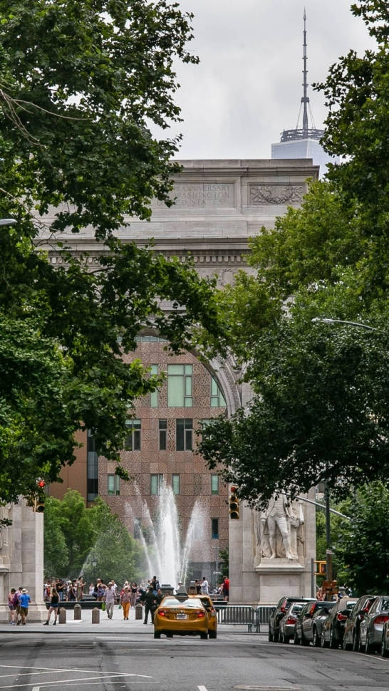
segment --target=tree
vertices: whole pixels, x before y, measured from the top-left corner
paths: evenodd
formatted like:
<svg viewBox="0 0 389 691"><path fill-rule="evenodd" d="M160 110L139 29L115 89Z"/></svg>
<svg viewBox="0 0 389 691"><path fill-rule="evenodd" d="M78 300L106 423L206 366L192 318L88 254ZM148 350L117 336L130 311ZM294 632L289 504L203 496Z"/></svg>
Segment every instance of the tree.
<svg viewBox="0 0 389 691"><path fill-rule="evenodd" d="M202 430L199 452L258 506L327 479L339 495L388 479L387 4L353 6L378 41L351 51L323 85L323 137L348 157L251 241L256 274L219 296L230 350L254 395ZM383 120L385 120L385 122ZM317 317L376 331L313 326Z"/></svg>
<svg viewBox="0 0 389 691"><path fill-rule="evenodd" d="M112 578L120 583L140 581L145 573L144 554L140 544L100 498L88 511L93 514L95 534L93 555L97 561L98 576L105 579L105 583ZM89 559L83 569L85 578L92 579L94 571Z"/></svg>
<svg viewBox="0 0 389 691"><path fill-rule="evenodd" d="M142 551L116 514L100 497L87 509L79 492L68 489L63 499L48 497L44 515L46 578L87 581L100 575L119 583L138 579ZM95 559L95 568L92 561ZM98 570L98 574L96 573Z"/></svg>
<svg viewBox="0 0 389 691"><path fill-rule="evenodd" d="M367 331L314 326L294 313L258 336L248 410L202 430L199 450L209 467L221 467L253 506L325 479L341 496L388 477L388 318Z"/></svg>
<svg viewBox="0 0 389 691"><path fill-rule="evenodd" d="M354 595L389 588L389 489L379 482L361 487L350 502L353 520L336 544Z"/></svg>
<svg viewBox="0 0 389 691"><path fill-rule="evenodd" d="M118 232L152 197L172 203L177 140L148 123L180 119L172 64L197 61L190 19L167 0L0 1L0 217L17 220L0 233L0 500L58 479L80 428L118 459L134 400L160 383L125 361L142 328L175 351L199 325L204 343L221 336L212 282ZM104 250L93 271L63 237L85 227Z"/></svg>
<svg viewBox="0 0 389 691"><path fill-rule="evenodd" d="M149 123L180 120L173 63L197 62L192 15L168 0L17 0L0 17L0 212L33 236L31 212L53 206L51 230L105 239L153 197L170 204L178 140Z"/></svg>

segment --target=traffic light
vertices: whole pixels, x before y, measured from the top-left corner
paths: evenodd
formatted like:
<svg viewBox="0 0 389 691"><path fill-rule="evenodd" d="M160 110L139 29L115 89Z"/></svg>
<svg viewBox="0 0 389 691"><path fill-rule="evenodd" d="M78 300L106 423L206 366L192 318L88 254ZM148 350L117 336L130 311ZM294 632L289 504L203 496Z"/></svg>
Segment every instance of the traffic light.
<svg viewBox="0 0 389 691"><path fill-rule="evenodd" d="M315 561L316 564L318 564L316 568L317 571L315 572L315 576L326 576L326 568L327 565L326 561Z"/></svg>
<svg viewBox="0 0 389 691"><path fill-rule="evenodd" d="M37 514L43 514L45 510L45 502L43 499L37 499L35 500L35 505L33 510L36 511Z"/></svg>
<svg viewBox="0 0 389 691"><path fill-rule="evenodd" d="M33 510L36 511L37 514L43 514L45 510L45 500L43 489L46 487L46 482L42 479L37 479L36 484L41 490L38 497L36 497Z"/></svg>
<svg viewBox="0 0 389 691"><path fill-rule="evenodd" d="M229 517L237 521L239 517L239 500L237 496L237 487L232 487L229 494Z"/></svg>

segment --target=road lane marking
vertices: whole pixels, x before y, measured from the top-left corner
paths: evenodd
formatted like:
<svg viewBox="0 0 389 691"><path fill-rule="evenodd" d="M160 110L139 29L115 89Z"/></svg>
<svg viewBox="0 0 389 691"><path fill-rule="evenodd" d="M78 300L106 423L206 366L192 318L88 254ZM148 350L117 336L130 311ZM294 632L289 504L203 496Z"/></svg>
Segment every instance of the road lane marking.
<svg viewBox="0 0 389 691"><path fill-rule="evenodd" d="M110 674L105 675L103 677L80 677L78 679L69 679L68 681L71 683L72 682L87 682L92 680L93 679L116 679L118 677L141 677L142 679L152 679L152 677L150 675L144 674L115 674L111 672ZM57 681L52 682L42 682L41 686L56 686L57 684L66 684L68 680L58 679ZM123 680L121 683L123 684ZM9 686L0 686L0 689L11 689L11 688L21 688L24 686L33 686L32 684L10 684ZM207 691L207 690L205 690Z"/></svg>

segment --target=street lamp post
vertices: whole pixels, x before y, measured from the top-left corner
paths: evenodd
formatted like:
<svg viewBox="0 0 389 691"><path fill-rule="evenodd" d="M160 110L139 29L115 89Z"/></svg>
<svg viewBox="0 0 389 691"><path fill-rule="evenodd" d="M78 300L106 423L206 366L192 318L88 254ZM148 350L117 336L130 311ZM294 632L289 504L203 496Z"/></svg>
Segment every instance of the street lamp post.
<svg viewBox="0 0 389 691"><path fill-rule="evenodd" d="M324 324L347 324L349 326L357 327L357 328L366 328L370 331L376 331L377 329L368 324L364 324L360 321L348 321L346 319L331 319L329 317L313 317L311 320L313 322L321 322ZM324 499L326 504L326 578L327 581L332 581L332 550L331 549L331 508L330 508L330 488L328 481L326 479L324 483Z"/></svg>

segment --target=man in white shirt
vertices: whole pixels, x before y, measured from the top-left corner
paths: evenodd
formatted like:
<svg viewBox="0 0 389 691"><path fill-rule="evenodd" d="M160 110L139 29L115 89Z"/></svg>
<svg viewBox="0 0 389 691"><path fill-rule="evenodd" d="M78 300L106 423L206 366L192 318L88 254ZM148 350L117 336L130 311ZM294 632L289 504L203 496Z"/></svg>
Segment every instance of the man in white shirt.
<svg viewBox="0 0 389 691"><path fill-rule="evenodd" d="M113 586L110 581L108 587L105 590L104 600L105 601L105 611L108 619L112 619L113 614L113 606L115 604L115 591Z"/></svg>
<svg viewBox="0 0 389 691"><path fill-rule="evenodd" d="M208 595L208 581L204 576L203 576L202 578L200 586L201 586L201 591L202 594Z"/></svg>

- - - - - - -

§ GOAL: Pull every line of text out of the listing above and reproduce each one unchanged, omitting the pictures.

§ EXERCISE OUTPUT:
segment --target=tree
vertices: whole pixels, x before y, measured from the top-left corner
paths: evenodd
formatted like:
<svg viewBox="0 0 389 691"><path fill-rule="evenodd" d="M160 110L139 29L115 89Z"/></svg>
<svg viewBox="0 0 389 691"><path fill-rule="evenodd" d="M78 300L106 423L206 366L192 318L88 254ZM148 350L117 336L130 311ZM294 632L289 504L203 496Z"/></svg>
Segment every instance of the tree.
<svg viewBox="0 0 389 691"><path fill-rule="evenodd" d="M202 430L199 452L258 506L327 479L339 495L388 479L387 4L353 6L378 41L351 51L323 85L323 137L348 157L251 241L256 274L219 296L230 350L254 395ZM383 120L385 120L385 122ZM317 317L376 331L313 326Z"/></svg>
<svg viewBox="0 0 389 691"><path fill-rule="evenodd" d="M112 578L120 583L140 581L145 573L144 554L140 544L100 498L88 511L93 514L95 534L93 555L97 561L98 576L105 579L105 583ZM89 559L83 569L85 578L92 579L94 571Z"/></svg>
<svg viewBox="0 0 389 691"><path fill-rule="evenodd" d="M142 551L116 514L100 497L87 509L79 492L68 489L63 499L48 497L44 515L46 578L87 581L100 575L119 583L138 579ZM95 559L95 568L92 561ZM98 570L98 574L96 573Z"/></svg>
<svg viewBox="0 0 389 691"><path fill-rule="evenodd" d="M367 331L314 326L294 313L258 336L248 410L202 430L199 450L209 467L221 467L253 506L325 479L341 496L388 477L388 318Z"/></svg>
<svg viewBox="0 0 389 691"><path fill-rule="evenodd" d="M354 595L389 588L389 489L379 482L361 487L350 502L353 520L336 544Z"/></svg>
<svg viewBox="0 0 389 691"><path fill-rule="evenodd" d="M118 232L152 197L172 203L177 140L148 123L180 119L172 64L197 61L190 19L167 0L0 1L0 217L17 220L0 233L0 500L58 479L80 428L118 459L134 400L160 383L125 361L142 328L175 351L199 325L204 343L221 336L212 282ZM104 250L93 271L63 237L85 227Z"/></svg>
<svg viewBox="0 0 389 691"><path fill-rule="evenodd" d="M149 123L180 120L173 63L197 62L192 15L168 0L17 0L0 17L0 212L33 236L31 212L53 206L51 230L105 239L153 197L170 204L178 140Z"/></svg>

segment --target=traffic light
vertices: whole pixels, x before y, measured from the top-left corner
paths: evenodd
formatted like:
<svg viewBox="0 0 389 691"><path fill-rule="evenodd" d="M160 110L139 29L115 89Z"/></svg>
<svg viewBox="0 0 389 691"><path fill-rule="evenodd" d="M78 300L106 423L206 366L192 318L88 254ZM148 350L117 336L130 311ZM294 632L289 504L203 496Z"/></svg>
Segment every instance of the traffic light.
<svg viewBox="0 0 389 691"><path fill-rule="evenodd" d="M315 561L316 564L318 564L316 568L317 571L315 572L315 576L326 576L326 568L327 565L326 561Z"/></svg>
<svg viewBox="0 0 389 691"><path fill-rule="evenodd" d="M37 514L43 514L45 510L45 502L43 499L37 499L35 500L35 505L33 510L36 511Z"/></svg>
<svg viewBox="0 0 389 691"><path fill-rule="evenodd" d="M33 510L36 511L37 514L43 514L45 510L45 500L43 489L46 487L46 482L42 479L37 479L36 484L41 490L38 497L36 497Z"/></svg>
<svg viewBox="0 0 389 691"><path fill-rule="evenodd" d="M229 517L237 521L239 517L239 500L237 496L237 487L232 487L229 494Z"/></svg>

segment --target=road lane marking
vertices: whole pixels, x before y, measured from the top-left corner
paths: evenodd
formatted like:
<svg viewBox="0 0 389 691"><path fill-rule="evenodd" d="M160 110L139 29L115 89Z"/></svg>
<svg viewBox="0 0 389 691"><path fill-rule="evenodd" d="M78 300L106 423L206 366L192 318L88 254ZM148 350L117 336L130 311ZM294 632L289 504L203 496Z"/></svg>
Segment every instance of the road lane marking.
<svg viewBox="0 0 389 691"><path fill-rule="evenodd" d="M110 674L105 675L103 677L80 677L78 679L69 679L68 681L71 683L72 682L87 682L92 680L93 679L116 679L118 677L141 677L142 679L152 679L152 677L150 675L144 674L115 674L111 672ZM57 681L52 682L42 682L41 686L56 686L57 684L66 684L68 680L58 679ZM123 680L121 683L123 684ZM9 686L0 686L0 689L11 689L11 688L21 688L24 686L33 686L32 684L10 684ZM207 691L207 690L205 690Z"/></svg>

segment --target=street lamp post
vertices: whole pixels, x before y, measured from the top-left corner
paths: evenodd
formatted like:
<svg viewBox="0 0 389 691"><path fill-rule="evenodd" d="M160 110L139 29L115 89Z"/></svg>
<svg viewBox="0 0 389 691"><path fill-rule="evenodd" d="M78 300L106 423L206 366L192 318L88 254ZM148 350L117 336L130 311ZM294 632L289 504L203 496Z"/></svg>
Segment every instance of the street lamp post.
<svg viewBox="0 0 389 691"><path fill-rule="evenodd" d="M324 324L347 324L349 326L357 327L357 328L366 328L370 331L376 331L377 329L368 324L364 324L360 321L348 321L346 319L331 319L329 317L313 317L311 320L313 322L321 322ZM324 499L326 504L326 578L327 581L332 581L332 550L331 549L331 508L330 508L330 488L328 481L326 479L324 483Z"/></svg>

segment --target=man in white shirt
vertices: whole pixels, x before y, measured from the top-left corner
paths: evenodd
formatted like:
<svg viewBox="0 0 389 691"><path fill-rule="evenodd" d="M160 110L139 29L115 89Z"/></svg>
<svg viewBox="0 0 389 691"><path fill-rule="evenodd" d="M78 300L106 423L206 366L192 318L88 254ZM148 350L117 336L130 311ZM294 632L289 504L203 496Z"/></svg>
Segment every instance of the man in white shirt.
<svg viewBox="0 0 389 691"><path fill-rule="evenodd" d="M113 586L110 581L108 587L105 590L104 600L105 601L105 611L108 619L112 619L113 614L113 606L115 604L115 591Z"/></svg>
<svg viewBox="0 0 389 691"><path fill-rule="evenodd" d="M208 595L208 581L204 576L203 576L202 578L200 586L201 586L201 591L202 594Z"/></svg>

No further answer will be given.